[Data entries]
───

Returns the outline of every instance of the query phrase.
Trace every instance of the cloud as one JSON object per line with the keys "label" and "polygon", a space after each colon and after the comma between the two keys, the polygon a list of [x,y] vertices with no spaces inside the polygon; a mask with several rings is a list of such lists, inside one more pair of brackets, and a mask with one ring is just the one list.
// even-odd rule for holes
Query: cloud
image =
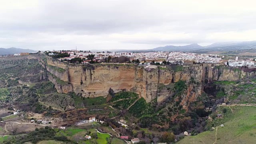
{"label": "cloud", "polygon": [[2,47],[142,49],[256,40],[251,0],[0,1]]}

───

Put every line of the listing above into a Markdown table with the columns "Row" and "Line," skipping any blank lines. Leave the pictures out.

_Result of the exercise_
| Row | Line |
|---|---|
| 1 | Returns the outline of every instance of the query phrase. |
| 2 | Trace every instance of the cloud as one JSON object per line with the keys "label" and "polygon", a space after each colon and after the comma between the two keys, the polygon a list of [x,y] vertices with no spaces inside the polygon; a mask with several rings is a list of such lists, inside one more pair of brackets, and a mask with one ring is just the one list. |
| 3 | // even-odd rule for holes |
| 4 | Query: cloud |
| 5 | image = |
| 6 | {"label": "cloud", "polygon": [[2,47],[142,49],[256,40],[251,0],[0,1]]} |